In the records below, start at the line that contains "the eyeglasses, each" and stop after the line that contains "column 119, row 81". Write those lines out again with "eyeglasses" swapped for "spectacles" and everything else left unchanged.

§ **MATERIAL FOR THIS EXERCISE**
* * * * * * * * *

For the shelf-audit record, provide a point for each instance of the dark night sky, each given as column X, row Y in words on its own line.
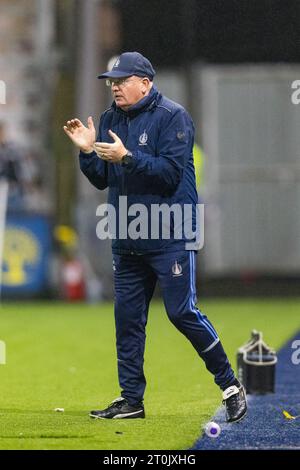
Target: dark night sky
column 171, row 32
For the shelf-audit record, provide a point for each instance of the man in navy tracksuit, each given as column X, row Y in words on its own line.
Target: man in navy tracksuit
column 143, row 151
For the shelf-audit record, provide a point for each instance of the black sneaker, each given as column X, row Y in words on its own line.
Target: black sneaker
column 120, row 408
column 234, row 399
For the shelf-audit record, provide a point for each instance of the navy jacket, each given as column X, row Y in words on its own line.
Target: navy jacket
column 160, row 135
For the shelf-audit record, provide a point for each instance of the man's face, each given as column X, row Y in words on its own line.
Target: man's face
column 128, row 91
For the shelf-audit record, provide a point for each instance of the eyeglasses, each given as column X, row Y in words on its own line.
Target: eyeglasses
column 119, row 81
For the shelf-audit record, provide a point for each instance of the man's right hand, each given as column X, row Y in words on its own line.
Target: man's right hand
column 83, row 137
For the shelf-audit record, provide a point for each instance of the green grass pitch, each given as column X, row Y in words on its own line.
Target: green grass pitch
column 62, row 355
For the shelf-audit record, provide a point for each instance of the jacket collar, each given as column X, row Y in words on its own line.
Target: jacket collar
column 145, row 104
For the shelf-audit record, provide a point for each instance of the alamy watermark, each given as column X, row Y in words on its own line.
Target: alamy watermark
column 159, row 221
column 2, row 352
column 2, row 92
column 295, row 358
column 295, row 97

* * * * * * * * *

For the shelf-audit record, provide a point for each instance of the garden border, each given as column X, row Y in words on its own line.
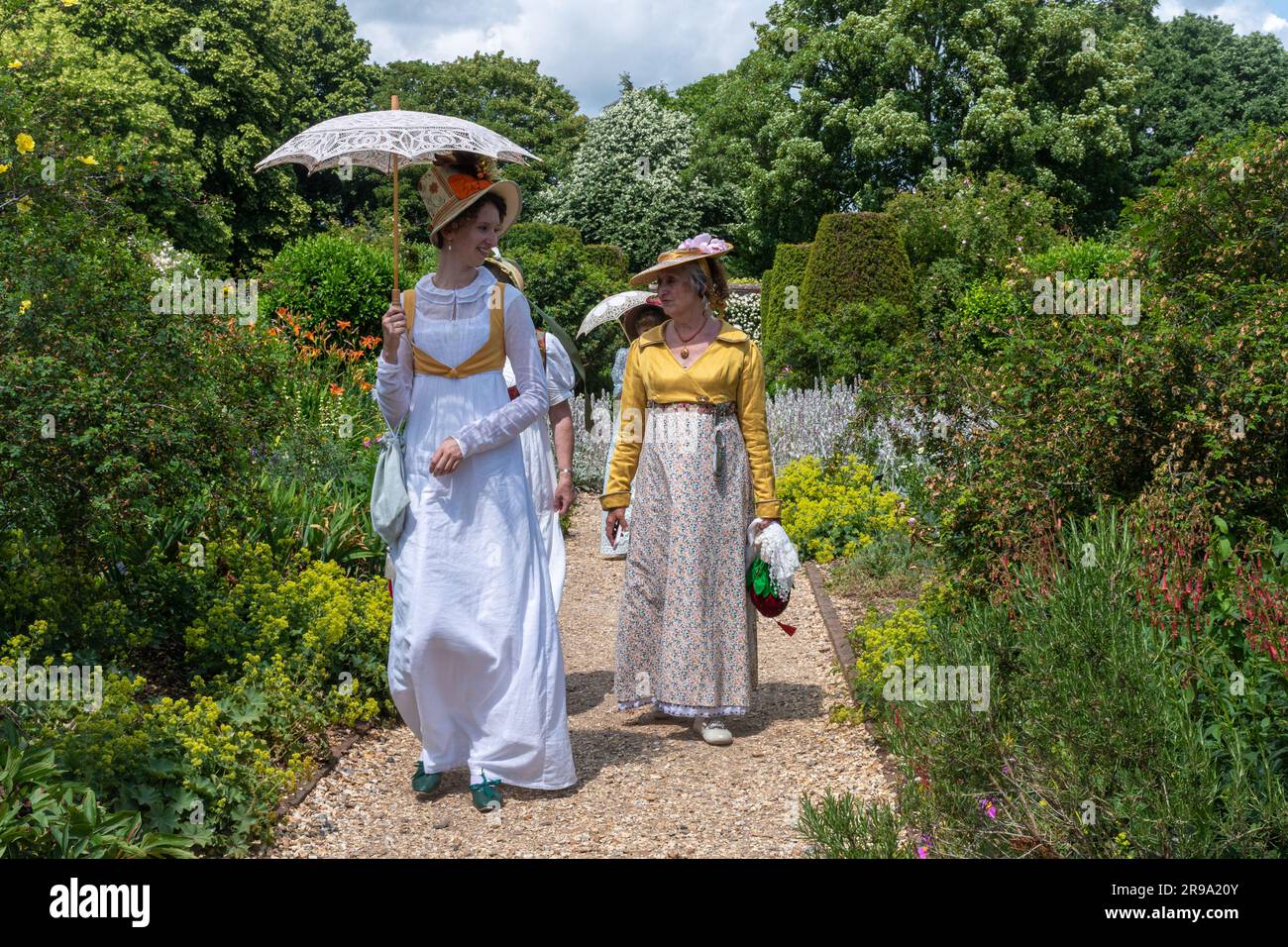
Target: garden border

* * * * * * * * *

§ **SOLUTION TO THE PROBLEM**
For the shelf-audit record, provide a point for each instance of the spectacles, each given as column X, row Y in words on its own line.
Target: spectacles
column 119, row 81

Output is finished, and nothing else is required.